TASK TO CARRY OUT -> In the answer, every entry must appear exactly as given.

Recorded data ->
------------------------------------------------------------

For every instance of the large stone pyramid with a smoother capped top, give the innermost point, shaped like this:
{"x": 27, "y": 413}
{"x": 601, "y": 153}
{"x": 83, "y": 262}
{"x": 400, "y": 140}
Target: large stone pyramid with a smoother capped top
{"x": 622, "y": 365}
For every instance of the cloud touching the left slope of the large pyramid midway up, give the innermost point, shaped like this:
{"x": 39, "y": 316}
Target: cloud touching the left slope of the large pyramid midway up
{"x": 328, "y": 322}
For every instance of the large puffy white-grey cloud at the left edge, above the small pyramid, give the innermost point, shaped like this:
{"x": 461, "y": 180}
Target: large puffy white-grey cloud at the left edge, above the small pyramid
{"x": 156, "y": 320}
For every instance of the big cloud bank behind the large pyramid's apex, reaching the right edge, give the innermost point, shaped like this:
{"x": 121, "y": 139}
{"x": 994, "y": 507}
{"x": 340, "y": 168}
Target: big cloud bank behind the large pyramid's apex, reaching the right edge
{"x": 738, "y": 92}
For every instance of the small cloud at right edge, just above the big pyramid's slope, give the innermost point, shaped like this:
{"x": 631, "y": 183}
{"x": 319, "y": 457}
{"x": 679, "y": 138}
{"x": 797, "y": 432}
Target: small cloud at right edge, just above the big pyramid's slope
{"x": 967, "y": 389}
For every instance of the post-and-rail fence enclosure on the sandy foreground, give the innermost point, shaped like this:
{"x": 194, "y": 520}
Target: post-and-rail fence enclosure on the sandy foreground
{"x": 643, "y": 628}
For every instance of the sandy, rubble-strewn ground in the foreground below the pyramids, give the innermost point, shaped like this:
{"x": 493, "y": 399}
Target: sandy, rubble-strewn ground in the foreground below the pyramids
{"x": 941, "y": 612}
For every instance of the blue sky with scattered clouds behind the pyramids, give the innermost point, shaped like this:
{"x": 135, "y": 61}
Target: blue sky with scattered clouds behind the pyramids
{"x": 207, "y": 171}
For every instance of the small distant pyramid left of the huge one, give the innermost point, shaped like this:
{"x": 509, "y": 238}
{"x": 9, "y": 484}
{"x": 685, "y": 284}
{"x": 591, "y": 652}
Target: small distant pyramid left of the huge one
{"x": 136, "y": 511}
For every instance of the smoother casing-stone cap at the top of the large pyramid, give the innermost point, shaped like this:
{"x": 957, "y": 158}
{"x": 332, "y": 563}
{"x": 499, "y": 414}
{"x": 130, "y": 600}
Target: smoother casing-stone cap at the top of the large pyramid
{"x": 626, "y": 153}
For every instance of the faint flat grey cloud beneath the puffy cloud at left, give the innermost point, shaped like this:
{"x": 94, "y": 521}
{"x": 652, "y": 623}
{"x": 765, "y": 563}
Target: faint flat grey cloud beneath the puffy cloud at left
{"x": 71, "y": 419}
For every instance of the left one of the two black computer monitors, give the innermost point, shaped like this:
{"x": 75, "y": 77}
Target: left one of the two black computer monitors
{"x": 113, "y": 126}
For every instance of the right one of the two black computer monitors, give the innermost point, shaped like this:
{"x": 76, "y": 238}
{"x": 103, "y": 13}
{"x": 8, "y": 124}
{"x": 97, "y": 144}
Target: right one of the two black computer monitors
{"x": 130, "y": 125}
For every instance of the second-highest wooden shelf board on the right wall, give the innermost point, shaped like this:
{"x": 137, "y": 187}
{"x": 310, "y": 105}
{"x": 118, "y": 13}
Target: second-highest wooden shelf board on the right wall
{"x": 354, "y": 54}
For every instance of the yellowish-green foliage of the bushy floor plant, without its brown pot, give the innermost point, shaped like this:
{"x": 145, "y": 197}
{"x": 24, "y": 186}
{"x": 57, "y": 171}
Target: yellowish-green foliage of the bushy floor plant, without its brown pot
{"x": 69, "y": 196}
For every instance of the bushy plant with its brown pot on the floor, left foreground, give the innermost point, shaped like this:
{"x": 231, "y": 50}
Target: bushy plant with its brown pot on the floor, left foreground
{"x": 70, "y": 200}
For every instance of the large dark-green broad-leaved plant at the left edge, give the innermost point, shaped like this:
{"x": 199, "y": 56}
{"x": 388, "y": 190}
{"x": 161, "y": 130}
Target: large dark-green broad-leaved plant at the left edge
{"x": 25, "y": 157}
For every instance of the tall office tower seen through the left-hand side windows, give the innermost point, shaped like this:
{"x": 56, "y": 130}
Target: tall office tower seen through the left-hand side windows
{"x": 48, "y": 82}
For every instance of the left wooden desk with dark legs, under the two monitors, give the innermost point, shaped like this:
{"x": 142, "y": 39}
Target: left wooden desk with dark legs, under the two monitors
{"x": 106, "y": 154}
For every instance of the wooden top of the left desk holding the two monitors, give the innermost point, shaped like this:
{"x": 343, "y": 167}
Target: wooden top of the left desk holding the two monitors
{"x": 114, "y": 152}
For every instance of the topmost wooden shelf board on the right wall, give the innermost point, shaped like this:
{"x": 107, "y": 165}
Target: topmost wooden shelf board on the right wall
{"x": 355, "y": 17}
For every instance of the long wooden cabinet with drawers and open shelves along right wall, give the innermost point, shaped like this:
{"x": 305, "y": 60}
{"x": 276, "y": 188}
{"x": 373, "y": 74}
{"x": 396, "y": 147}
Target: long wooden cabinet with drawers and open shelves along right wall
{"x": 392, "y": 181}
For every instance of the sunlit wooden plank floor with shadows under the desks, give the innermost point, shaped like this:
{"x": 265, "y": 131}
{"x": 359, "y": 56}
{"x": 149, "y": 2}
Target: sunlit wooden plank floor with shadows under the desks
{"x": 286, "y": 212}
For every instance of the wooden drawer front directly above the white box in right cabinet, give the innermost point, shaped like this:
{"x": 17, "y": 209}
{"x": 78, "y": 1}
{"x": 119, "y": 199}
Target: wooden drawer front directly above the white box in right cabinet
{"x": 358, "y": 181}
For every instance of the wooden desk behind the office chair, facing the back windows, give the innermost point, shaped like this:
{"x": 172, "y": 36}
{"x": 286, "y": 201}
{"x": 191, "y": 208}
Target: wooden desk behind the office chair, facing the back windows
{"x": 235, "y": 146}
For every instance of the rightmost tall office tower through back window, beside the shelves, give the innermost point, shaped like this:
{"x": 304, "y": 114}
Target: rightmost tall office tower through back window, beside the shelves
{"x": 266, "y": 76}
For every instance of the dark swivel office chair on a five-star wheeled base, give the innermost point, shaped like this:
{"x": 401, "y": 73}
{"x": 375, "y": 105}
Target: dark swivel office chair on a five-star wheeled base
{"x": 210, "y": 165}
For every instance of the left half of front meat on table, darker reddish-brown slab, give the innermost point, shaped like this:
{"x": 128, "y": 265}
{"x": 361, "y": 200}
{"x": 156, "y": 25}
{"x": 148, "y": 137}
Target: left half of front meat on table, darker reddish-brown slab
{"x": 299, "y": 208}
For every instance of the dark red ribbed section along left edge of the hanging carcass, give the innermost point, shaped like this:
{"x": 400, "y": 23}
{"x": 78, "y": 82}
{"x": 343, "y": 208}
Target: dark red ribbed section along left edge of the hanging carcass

------------------------------------------------------------

RESPONSE TO THE EXERCISE ->
For every instance of the large stone pyramid with a smoother capped top, give the innermost point, shaped like this:
{"x": 27, "y": 413}
{"x": 601, "y": 153}
{"x": 83, "y": 262}
{"x": 400, "y": 140}
Target: large stone pyramid with a smoother capped top
{"x": 622, "y": 365}
For every instance of the cloud touching the left slope of the large pyramid midway up, give the innermost point, shaped like this:
{"x": 39, "y": 316}
Target: cloud touching the left slope of the large pyramid midway up
{"x": 328, "y": 322}
For every instance of the large puffy white-grey cloud at the left edge, above the small pyramid, give the innermost point, shaped like this:
{"x": 461, "y": 180}
Target: large puffy white-grey cloud at the left edge, above the small pyramid
{"x": 156, "y": 320}
For every instance of the big cloud bank behind the large pyramid's apex, reaching the right edge, give the innermost point, shaped like this:
{"x": 121, "y": 139}
{"x": 994, "y": 507}
{"x": 340, "y": 168}
Target: big cloud bank behind the large pyramid's apex, reaching the right edge
{"x": 738, "y": 92}
For every instance of the small cloud at right edge, just above the big pyramid's slope, give the innermost point, shaped like this:
{"x": 631, "y": 183}
{"x": 319, "y": 457}
{"x": 679, "y": 138}
{"x": 797, "y": 432}
Target: small cloud at right edge, just above the big pyramid's slope
{"x": 967, "y": 389}
For every instance of the post-and-rail fence enclosure on the sandy foreground, give the innermost point, shaped like this:
{"x": 194, "y": 520}
Target: post-and-rail fence enclosure on the sandy foreground
{"x": 643, "y": 628}
For every instance of the sandy, rubble-strewn ground in the foreground below the pyramids, give the innermost point, shaped like this:
{"x": 493, "y": 399}
Target: sandy, rubble-strewn ground in the foreground below the pyramids
{"x": 941, "y": 612}
For every instance of the blue sky with scattered clouds behind the pyramids, give the innermost point, shaped like this:
{"x": 135, "y": 61}
Target: blue sky with scattered clouds behind the pyramids
{"x": 207, "y": 171}
For every instance of the small distant pyramid left of the huge one, give the innermost point, shaped like this:
{"x": 509, "y": 238}
{"x": 9, "y": 484}
{"x": 685, "y": 284}
{"x": 591, "y": 652}
Target: small distant pyramid left of the huge one
{"x": 136, "y": 511}
For every instance of the smoother casing-stone cap at the top of the large pyramid, give the innermost point, shaped like this:
{"x": 957, "y": 158}
{"x": 332, "y": 563}
{"x": 499, "y": 414}
{"x": 130, "y": 600}
Target: smoother casing-stone cap at the top of the large pyramid
{"x": 626, "y": 153}
For every instance of the faint flat grey cloud beneath the puffy cloud at left, give the innermost point, shaped like this:
{"x": 94, "y": 521}
{"x": 652, "y": 623}
{"x": 765, "y": 563}
Target: faint flat grey cloud beneath the puffy cloud at left
{"x": 71, "y": 419}
For every instance of the left one of the two black computer monitors, give the innermost point, shaped like this:
{"x": 75, "y": 77}
Target: left one of the two black computer monitors
{"x": 113, "y": 126}
For every instance of the right one of the two black computer monitors, give the innermost point, shaped like this:
{"x": 76, "y": 238}
{"x": 103, "y": 13}
{"x": 8, "y": 124}
{"x": 97, "y": 144}
Target: right one of the two black computer monitors
{"x": 130, "y": 125}
For every instance of the second-highest wooden shelf board on the right wall, give the innermost point, shaped like this:
{"x": 137, "y": 187}
{"x": 310, "y": 105}
{"x": 118, "y": 13}
Target: second-highest wooden shelf board on the right wall
{"x": 354, "y": 54}
For every instance of the yellowish-green foliage of the bushy floor plant, without its brown pot, give the innermost point, shaped like this:
{"x": 145, "y": 197}
{"x": 24, "y": 186}
{"x": 57, "y": 171}
Target: yellowish-green foliage of the bushy floor plant, without its brown pot
{"x": 69, "y": 196}
For every instance of the bushy plant with its brown pot on the floor, left foreground, give the innermost point, shaped like this:
{"x": 231, "y": 50}
Target: bushy plant with its brown pot on the floor, left foreground
{"x": 70, "y": 200}
For every instance of the large dark-green broad-leaved plant at the left edge, give the innermost point, shaped like this:
{"x": 199, "y": 56}
{"x": 388, "y": 190}
{"x": 161, "y": 130}
Target: large dark-green broad-leaved plant at the left edge
{"x": 25, "y": 157}
For every instance of the tall office tower seen through the left-hand side windows, give the innermost point, shaped like this:
{"x": 56, "y": 130}
Target: tall office tower seen through the left-hand side windows
{"x": 48, "y": 82}
For every instance of the left wooden desk with dark legs, under the two monitors, give the innermost point, shaped like this:
{"x": 142, "y": 39}
Target: left wooden desk with dark legs, under the two monitors
{"x": 106, "y": 154}
For every instance of the wooden top of the left desk holding the two monitors, give the innermost point, shaped like this:
{"x": 343, "y": 167}
Target: wooden top of the left desk holding the two monitors
{"x": 114, "y": 152}
For every instance of the topmost wooden shelf board on the right wall, give the innermost point, shaped like this:
{"x": 107, "y": 165}
Target: topmost wooden shelf board on the right wall
{"x": 355, "y": 17}
For every instance of the long wooden cabinet with drawers and open shelves along right wall, give the innermost point, shaped like this:
{"x": 305, "y": 60}
{"x": 276, "y": 188}
{"x": 373, "y": 74}
{"x": 396, "y": 147}
Target: long wooden cabinet with drawers and open shelves along right wall
{"x": 392, "y": 181}
For every instance of the sunlit wooden plank floor with shadows under the desks, give the innermost point, shaped like this:
{"x": 265, "y": 131}
{"x": 359, "y": 56}
{"x": 149, "y": 2}
Target: sunlit wooden plank floor with shadows under the desks
{"x": 286, "y": 212}
For every instance of the wooden drawer front directly above the white box in right cabinet, give the innermost point, shaped like this:
{"x": 17, "y": 209}
{"x": 78, "y": 1}
{"x": 119, "y": 199}
Target: wooden drawer front directly above the white box in right cabinet
{"x": 358, "y": 181}
For every instance of the wooden desk behind the office chair, facing the back windows, give the innermost point, shaped like this:
{"x": 172, "y": 36}
{"x": 286, "y": 201}
{"x": 191, "y": 208}
Target: wooden desk behind the office chair, facing the back windows
{"x": 235, "y": 146}
For every instance of the rightmost tall office tower through back window, beside the shelves, give the innermost point, shaped like this:
{"x": 304, "y": 114}
Target: rightmost tall office tower through back window, beside the shelves
{"x": 266, "y": 76}
For every instance of the dark swivel office chair on a five-star wheeled base, give the innermost point, shaped like this:
{"x": 401, "y": 73}
{"x": 375, "y": 105}
Target: dark swivel office chair on a five-star wheeled base
{"x": 210, "y": 165}
For every instance of the left half of front meat on table, darker reddish-brown slab, give the innermost point, shaped like this:
{"x": 128, "y": 265}
{"x": 361, "y": 200}
{"x": 156, "y": 25}
{"x": 148, "y": 137}
Target: left half of front meat on table, darker reddish-brown slab
{"x": 299, "y": 208}
For every instance of the dark red ribbed section along left edge of the hanging carcass, give the innermost point, shaped like this:
{"x": 400, "y": 23}
{"x": 78, "y": 82}
{"x": 343, "y": 208}
Target: dark red ribbed section along left edge of the hanging carcass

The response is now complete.